▶ [WHAT THIS TASK INVOLVES]:
Transcribe every line of the material below exactly, leaving out the pictures.

▶ [DATA SHOWN]:
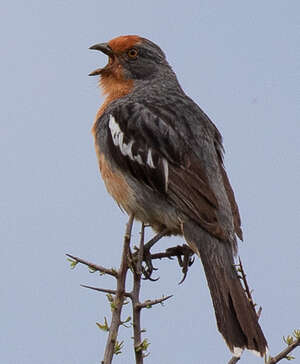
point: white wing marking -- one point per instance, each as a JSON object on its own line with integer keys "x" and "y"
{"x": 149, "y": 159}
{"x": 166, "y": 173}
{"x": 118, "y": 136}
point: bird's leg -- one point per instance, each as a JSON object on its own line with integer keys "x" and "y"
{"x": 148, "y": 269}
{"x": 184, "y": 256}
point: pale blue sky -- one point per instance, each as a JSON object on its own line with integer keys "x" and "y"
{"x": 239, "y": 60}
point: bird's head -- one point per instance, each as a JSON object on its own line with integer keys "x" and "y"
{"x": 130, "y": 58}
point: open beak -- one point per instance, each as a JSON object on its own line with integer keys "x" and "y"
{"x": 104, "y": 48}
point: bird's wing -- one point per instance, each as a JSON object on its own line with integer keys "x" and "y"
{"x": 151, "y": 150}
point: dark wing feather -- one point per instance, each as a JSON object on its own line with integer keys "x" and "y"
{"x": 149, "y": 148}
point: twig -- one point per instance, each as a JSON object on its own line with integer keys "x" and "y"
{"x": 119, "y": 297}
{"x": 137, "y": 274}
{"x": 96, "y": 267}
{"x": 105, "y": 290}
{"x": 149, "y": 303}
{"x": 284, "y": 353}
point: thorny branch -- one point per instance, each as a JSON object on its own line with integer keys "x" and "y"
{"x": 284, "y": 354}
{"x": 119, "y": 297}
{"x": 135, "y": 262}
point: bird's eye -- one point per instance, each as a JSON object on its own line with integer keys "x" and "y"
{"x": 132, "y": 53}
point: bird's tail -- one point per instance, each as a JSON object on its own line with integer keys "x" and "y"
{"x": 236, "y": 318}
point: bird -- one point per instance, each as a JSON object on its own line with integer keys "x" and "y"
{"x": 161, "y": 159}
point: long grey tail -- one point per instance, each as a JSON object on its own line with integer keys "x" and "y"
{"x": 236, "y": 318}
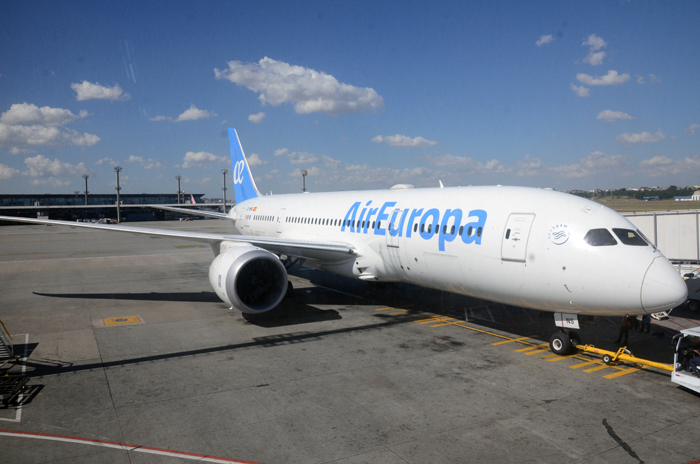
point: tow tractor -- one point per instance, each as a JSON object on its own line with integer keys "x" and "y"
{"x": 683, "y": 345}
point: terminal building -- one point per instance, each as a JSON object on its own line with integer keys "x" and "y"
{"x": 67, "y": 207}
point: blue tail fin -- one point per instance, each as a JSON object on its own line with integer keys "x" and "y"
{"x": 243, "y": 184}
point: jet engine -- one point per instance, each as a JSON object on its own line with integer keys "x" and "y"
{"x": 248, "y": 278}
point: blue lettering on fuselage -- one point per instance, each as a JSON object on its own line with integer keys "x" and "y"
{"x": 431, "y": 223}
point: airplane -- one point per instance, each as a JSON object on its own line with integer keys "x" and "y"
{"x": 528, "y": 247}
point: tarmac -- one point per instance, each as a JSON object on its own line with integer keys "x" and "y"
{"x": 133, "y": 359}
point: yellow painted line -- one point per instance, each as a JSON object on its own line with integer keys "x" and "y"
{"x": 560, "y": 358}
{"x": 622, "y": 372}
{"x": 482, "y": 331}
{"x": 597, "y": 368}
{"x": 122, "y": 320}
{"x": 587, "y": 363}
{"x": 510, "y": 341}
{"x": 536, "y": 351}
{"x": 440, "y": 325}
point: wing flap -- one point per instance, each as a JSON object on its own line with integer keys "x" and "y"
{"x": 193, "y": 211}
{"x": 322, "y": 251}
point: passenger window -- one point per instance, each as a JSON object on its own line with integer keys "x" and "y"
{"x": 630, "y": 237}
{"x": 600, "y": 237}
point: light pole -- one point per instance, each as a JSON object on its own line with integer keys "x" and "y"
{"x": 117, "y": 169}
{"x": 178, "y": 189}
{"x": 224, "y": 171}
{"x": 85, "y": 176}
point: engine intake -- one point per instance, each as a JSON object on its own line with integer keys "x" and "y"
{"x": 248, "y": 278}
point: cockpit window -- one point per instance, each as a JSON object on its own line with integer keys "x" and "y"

▶ [TASK OUTPUT]:
point: white wing marking -- one point per instance, each as a JSON object on its own line with integer keys "x" and "y"
{"x": 149, "y": 159}
{"x": 166, "y": 173}
{"x": 118, "y": 136}
point: bird's leg -- one point per instance, each as a JSON object on its own line with integer keys "x" and "y"
{"x": 148, "y": 269}
{"x": 184, "y": 256}
point: pale blue sky -- one point per instance, each as a JSON object on its own line with integer keys "x" and "y"
{"x": 239, "y": 60}
point: bird's head -- one point per instance, each as a JSON object on its own line with integer keys "x" and "y"
{"x": 130, "y": 58}
point: open beak -- one point per instance, each as a JSON object on its own line with integer keys "x" and "y"
{"x": 104, "y": 48}
point: bird's wing -- one point per instance, each as a JSON object on its own line with integer keys "x" and "y"
{"x": 151, "y": 150}
point: dark wing feather -- one point per instance, each as a JSON object on its own line with integer keys "x" and "y"
{"x": 149, "y": 148}
point: twig -- one point per instance, each as a JSON object on its own line with integer keys "x" and "y"
{"x": 119, "y": 297}
{"x": 137, "y": 274}
{"x": 96, "y": 267}
{"x": 105, "y": 290}
{"x": 149, "y": 303}
{"x": 284, "y": 353}
point: thorny branch -- one point per instance, each as a JSON object on its own line with integer keys "x" and "y"
{"x": 284, "y": 354}
{"x": 119, "y": 297}
{"x": 135, "y": 262}
point: bird's eye -- one point per instance, each as a JSON object on its own line with integer keys "x" and "y"
{"x": 132, "y": 53}
point: bird's tail -- one point per instance, each as a JSON object on its own line with integer keys "x" and "y"
{"x": 236, "y": 318}
point: bird -- one point per instance, each as a JSON object on its own line with integer keys "x" and "y"
{"x": 161, "y": 159}
point: long grey tail -- one point per instance, each as a JSON object on its own line with integer keys "x" and "y"
{"x": 236, "y": 318}
point: tow tractor -- one point per instance, each as a JSON object on its own line with integer keys "x" and "y"
{"x": 683, "y": 345}
point: terminal building -- one point per instance, each as a JSON object on its own line with integer keys "x" and "y"
{"x": 67, "y": 207}
point: blue tail fin -- one point per instance, each as a JSON object on its own line with integer keys "x" and "y"
{"x": 243, "y": 184}
point: jet engine -- one point per instance, each as a JSON object on its own line with integer keys "x" and "y"
{"x": 248, "y": 278}
point: blue lettering on fuselage -- one point per instance, each as a JSON object on its own line with integer keys "x" and "y"
{"x": 431, "y": 223}
point: airplane -- one point per instance, each as a JSON object on its own line with integer keys "x" and "y"
{"x": 528, "y": 247}
point: tarmac -- one point per instance, each as a JSON object on its own line with integer keys "x" and "y"
{"x": 133, "y": 359}
point: yellow painted line -- one point per instance, each as a JSON object on its own line with integer keys "x" and "y"
{"x": 560, "y": 358}
{"x": 622, "y": 372}
{"x": 482, "y": 331}
{"x": 597, "y": 368}
{"x": 122, "y": 320}
{"x": 587, "y": 363}
{"x": 510, "y": 341}
{"x": 536, "y": 351}
{"x": 440, "y": 325}
point: wing flap -- one point per instance, each as a JSON object on its own line with integer keys "x" and "y"
{"x": 193, "y": 211}
{"x": 322, "y": 251}
point: passenger window -- one point per instance, each as a JSON object on its own line with integer keys "x" and "y"
{"x": 630, "y": 237}
{"x": 600, "y": 237}
point: light pole -- one point per instance, each as a JSON object on its own line with integer keys "x" and "y"
{"x": 117, "y": 169}
{"x": 178, "y": 189}
{"x": 224, "y": 171}
{"x": 85, "y": 176}
point: engine intake -- one point per instance, each as a JSON object on its own line with integer keys "x" and "y"
{"x": 248, "y": 278}
point: cockpit window -- one point per instance, each as a JSON object on its own line with integer keys "x" and "y"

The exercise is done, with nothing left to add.